The findings of the current study did not support obesity paradox in the relationships between obesity and HF symptoms. In addition, the findings do not show the interaction effects between gender and obesity in the relationship to HF symptoms, even though the associates of HF symptoms in males and females slightly differed (multiple regression: males: R2 = .545, p < .001 and females: R2 = .439, p < .001; general linear regression: males: R2 = .568, p < .001 and females: R2 = .441, p < .001 ). In females, the relationship between obesity and HF symptoms differed depending on the levels of the measure (continuous vs. categorical). The findings of the current study showed additional associates of HF symptoms such as comorbidities and depressive symptoms in both genders, race in males, and sodium intake in females. Thus, the findings of the current study can provide valuable information for developing interventions to improve HF symptoms considering gender differences.

The relationships between obesity and HF symptoms slightly differed depending on gender and the levels of obesity measure. When BMI was used as a continuous variable, higher levels of BMI were associated with more severe HF symptoms in both males and females. Male patients in the obese II/III (BMI ≥ 35 kg/m2) group had more severe HF symptoms than the other groups regardless the levels of obesity measure. When BMI was used a categorical variable, female patients in the obese II/III group did not have more or less severe HF symptoms than the other groups. In addition, the study did not show negative effects of a lower BMI on HF symptoms. Thus, the findings in both males and females do not support the obesity paradox in the relationship between obesity and HF symptoms. However, we cannot compare the findings of this study with other findings, because no other HF studies have examined the relationship between obesity and HF symptoms and gender differences in the relationships. The significant relationship or no relationship observed between obesity and HF symptoms in the current study differed from the relationship between obesity and mortality in another study, which showed that higher BMIs were linearly associated with lower mortality.11 The relationship in the current study also differed from the relationship between obesity and hospitalization observed in other studies, which showed the lowest hospitalization rate in the overweight group compared with the normal/underweight and the obese groups (U-shaped relationship).15, 16

These differences in the relationships between obesity and HF symptoms and between obesity and hospitalization and mortality may reflect the fact that we did not separate the underweight group from the normal weight group because of the small sample. In one study,15 the relationships of obesity to all-cause mortality and to cardiovascular morality and HF-related hospitalization differed. Thus, it is also possible that the relationships of obesity to HF symptoms hospitalization, and mortality differ. Thus, further studies are needed to examine these relationships in patients with HF over time in order to determine the appropriate BMI levels based on not only longevity with the causes but also HF symptoms and hospitalization with the causes. Both Oga et al. and Lavie et al. acknowledged that obesity can be associated with better prognosis of HF, but concluded that further larger studies are needed to determine the effects of obesity on HF symptoms, hospitalization, and mortality and the mechanism.39, 40

In the current study, some other modifiable factors associated with HF symptoms were observed through examination of the effects of covariates on HF symptoms. For example, depressive symptoms were strongly associated with HF symptoms, consistent with the findings of other studies.5, 32 Thus, depressive symptoms need to be assessed and managed in patients with HF in order to improve HF symptoms. In the current study, more sodium intake was associated with more severe HF symptoms in female patients, and female patients also had higher mean edema scores than male patients. In other studies, sodium intake ≥ 3 g per day was associated with shorter event-free survival than normal sodium intake < 3 g per day,31 and more sodium intake was also associated with more severe HF symptoms.32 Thus, it may be beneficial to educate patients with HF to control sodium intake appropriately by teaching them ways to estimate dietary sodium intake and connect sodium intake to HF symptoms, such as edema, especially in female patients. For example, a patient with HF can enter his/her food consumption to any of several free Internet nutrition programs to monitor and manage sodium intake based on feedback on sodium intake.41 Then, the patient can be trained to observe how sodium intake each day is connected to changes in his/her body weight and also edema on ankles or legs.

(Provided records):
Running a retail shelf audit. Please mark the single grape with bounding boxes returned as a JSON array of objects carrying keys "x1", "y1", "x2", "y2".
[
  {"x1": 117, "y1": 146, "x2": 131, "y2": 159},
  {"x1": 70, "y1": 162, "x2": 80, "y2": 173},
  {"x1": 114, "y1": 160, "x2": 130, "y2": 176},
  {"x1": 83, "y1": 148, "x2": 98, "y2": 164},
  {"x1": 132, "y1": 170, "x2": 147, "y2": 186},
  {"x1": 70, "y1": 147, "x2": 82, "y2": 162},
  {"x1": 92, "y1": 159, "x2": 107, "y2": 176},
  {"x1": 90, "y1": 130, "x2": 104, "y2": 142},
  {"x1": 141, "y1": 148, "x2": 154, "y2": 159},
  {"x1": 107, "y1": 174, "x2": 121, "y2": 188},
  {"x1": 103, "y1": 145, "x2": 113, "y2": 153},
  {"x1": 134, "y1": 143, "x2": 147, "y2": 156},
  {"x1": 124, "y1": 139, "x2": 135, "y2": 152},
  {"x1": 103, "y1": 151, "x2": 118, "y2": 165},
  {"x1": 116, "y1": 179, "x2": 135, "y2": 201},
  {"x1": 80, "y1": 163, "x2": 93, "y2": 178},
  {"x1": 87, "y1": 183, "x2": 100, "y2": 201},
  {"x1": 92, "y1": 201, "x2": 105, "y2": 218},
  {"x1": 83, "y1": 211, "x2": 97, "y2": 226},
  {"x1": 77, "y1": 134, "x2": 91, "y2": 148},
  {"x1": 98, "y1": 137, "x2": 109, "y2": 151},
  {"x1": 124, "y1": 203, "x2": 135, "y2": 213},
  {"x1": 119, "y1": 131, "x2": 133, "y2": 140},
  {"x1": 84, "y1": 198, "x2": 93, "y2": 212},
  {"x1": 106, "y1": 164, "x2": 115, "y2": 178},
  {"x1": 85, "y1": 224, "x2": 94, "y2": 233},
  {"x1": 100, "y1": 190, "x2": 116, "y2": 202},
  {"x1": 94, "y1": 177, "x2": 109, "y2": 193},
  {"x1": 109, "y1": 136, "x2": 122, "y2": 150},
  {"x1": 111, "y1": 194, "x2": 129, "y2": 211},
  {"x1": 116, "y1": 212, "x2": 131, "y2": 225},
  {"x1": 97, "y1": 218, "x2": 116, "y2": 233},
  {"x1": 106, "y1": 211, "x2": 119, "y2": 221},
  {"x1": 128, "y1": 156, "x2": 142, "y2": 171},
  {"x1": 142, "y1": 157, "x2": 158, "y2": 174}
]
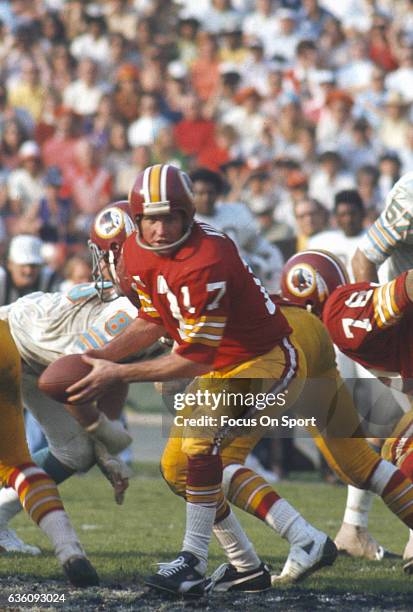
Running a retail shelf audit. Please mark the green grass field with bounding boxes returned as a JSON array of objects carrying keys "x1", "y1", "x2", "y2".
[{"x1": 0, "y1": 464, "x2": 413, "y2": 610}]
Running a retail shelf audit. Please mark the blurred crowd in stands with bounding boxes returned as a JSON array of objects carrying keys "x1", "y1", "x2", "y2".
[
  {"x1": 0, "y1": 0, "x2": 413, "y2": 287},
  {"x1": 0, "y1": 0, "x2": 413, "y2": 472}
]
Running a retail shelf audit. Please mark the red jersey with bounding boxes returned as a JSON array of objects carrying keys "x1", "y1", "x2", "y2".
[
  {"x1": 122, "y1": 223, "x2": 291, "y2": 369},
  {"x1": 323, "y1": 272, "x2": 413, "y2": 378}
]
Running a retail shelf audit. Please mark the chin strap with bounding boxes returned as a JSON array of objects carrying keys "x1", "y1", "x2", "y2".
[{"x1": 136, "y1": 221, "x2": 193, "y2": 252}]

---

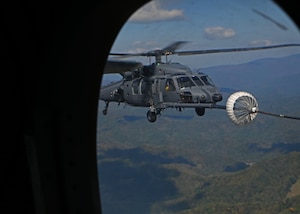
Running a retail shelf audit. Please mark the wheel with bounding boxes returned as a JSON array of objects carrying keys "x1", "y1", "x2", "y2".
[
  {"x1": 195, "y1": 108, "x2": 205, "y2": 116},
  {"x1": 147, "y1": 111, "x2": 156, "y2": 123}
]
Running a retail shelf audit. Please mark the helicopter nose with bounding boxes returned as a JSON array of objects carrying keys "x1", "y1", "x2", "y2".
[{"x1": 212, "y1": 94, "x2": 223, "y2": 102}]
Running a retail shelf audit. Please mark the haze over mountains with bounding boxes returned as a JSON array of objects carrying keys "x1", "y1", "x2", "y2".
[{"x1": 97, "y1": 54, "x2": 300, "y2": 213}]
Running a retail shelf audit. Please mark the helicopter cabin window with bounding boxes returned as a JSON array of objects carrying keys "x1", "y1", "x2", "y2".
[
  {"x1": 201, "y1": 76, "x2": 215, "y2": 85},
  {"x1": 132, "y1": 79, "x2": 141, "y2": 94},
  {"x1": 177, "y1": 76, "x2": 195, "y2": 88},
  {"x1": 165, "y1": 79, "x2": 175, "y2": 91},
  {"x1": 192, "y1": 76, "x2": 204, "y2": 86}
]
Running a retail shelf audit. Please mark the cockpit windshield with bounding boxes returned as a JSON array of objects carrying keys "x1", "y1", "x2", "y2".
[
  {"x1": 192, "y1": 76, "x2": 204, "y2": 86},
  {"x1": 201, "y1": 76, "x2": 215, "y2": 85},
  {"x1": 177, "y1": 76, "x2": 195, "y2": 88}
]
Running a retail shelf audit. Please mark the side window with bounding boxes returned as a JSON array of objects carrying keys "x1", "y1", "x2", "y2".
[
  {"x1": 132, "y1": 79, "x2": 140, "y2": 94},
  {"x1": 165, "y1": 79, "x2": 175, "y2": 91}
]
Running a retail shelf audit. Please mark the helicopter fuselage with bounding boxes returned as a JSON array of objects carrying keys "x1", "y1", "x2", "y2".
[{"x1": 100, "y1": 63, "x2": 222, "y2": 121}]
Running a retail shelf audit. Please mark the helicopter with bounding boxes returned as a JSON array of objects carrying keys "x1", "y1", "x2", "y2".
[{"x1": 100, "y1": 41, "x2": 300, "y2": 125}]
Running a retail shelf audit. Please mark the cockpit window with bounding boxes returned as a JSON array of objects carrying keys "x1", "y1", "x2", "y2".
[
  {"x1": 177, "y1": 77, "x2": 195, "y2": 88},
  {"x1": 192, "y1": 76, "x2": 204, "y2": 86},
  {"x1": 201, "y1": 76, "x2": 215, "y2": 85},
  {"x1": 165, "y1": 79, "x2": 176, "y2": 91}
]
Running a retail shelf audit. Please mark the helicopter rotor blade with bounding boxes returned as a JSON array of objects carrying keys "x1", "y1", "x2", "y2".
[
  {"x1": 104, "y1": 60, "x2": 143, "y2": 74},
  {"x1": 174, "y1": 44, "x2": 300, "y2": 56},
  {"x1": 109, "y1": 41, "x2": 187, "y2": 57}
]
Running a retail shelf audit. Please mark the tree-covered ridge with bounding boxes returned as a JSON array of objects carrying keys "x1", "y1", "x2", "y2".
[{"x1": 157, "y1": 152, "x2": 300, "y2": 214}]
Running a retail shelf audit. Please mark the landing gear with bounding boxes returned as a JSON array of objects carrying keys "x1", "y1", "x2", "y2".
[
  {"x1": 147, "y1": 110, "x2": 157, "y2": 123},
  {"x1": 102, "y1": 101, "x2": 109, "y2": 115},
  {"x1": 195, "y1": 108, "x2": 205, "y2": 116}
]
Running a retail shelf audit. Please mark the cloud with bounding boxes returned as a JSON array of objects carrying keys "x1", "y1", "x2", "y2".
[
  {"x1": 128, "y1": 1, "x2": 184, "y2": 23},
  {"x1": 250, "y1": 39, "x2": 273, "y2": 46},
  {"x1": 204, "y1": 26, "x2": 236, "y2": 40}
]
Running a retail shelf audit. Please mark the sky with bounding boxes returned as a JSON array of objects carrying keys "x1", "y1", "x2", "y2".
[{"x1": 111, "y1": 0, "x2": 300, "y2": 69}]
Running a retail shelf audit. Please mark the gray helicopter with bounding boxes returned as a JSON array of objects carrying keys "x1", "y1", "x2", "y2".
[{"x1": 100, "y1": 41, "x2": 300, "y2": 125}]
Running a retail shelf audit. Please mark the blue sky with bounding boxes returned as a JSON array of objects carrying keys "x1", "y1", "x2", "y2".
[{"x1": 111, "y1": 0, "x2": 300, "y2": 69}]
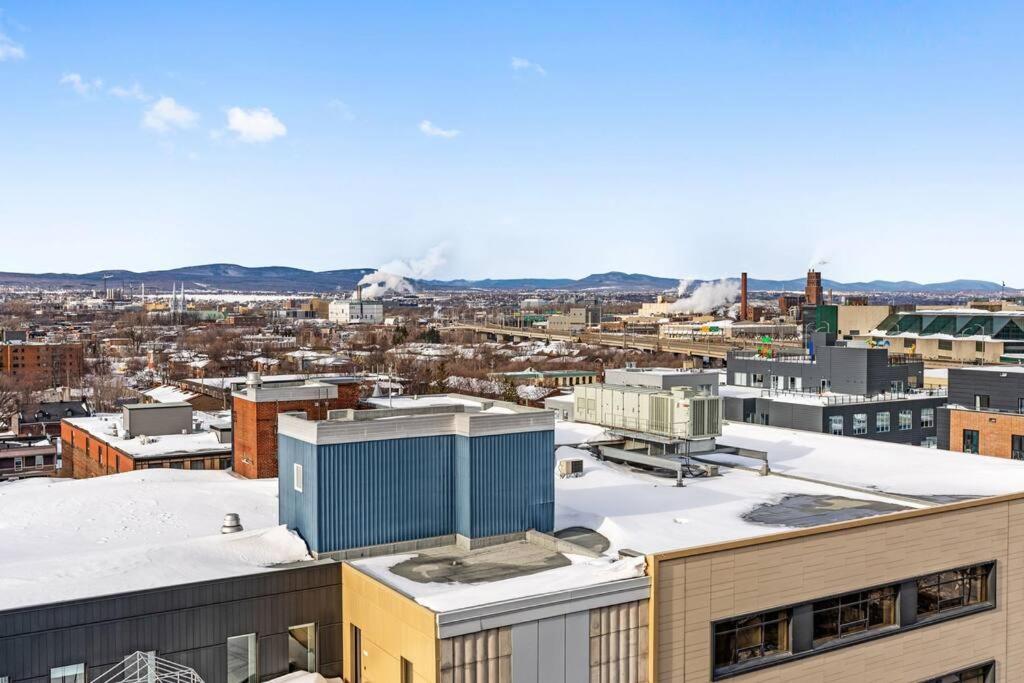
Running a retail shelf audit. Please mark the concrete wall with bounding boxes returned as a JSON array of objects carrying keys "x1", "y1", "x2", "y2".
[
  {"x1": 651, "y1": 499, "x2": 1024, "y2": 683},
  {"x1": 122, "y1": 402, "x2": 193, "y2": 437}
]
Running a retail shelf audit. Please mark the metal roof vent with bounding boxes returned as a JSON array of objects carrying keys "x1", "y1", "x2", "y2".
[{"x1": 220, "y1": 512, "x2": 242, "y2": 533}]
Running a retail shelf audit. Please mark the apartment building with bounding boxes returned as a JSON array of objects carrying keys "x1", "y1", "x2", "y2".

(Exercise description): Resume the passage on obesity and heart failure symptoms, picking up after its final sentence.

(Answer below):
In the current study, another common associate of HF symptoms was comorbidities. Thus, it is important to check comorbidities to manage HF symptoms. Age, educational level, race, comorbidities, etiology of HF, LVEF, depressive symptoms, sodium intake, and obesity explained 44% to 57% of the variance in HF symptoms, indicating that there may be other variables affecting HF symptoms. Thus, further studies are needed to explore and examine such variables.

There were some limitations to this study. The sample was relatively young. In older patients with HF, HF symptoms and the relationship of obesity to HF symptoms might differ from those reported here.27 We used stringent inclusion and exclusion criteria to avoid the confounding effects on the outcomes. Relatively younger age and stringent inclusion and exclusion criteria can limit the generalizability of the findings of the current study. This was a cross-sectional study, thus, we cannot examine causal relationships between obesity and HF symptoms. In the current study, not all obesity groups could be separated because of the small samples in some obesity groups in males and females, and the relationships between obesity and HF symptoms differed based on the levels of obesity measure. In addition, obesity can be assessed using several methods, including BMI, waist circumference, and combination of BMI and waist circumference.42, 43 Thus, researchers may test different obesity measures in larger samples to examine the relationship between obesity and HF symptoms more thoroughly. Nonetheless, the findings of this study provide important information about some modifiable factors, including obesity, depressive symptoms, and sodium intake, associated with HF symptoms in male and female patients with HF.

In conclusion, high BMI (> 35 kg / m2) was associated with more severe HF symptoms in male patients. Thus, obesity paradox on mortality and hospitalization did not extend to HF symptom status. There were gender differences in the relationship between obesity and HF symptoms and the associates of HF symptoms. In male patients, age, race, comorbidities, depressive symptoms, and obesity were associated with HF symptoms; while in female patients, comorbidity, depressive symptoms, and sodium intake were associated with less severe HF symptoms. Thus, it may be beneficial to consider these differences in developing interventions to improve HF symptoms in patients with HF. For example, clinicians may more focus on managing obesity, depressive symptoms, and comorbidities for male patients; while they may more focus on managing depressive symptoms, sodium intake, and comorbidities in female patients. Further studies are needed to examine the relationships among obesity, HF symptoms, hospitalization, and mortality over time to examine the causal relationships among these variables and to provide more rigorous and concrete evidence for appropriate BMI levels in male and female patients.

Table 4.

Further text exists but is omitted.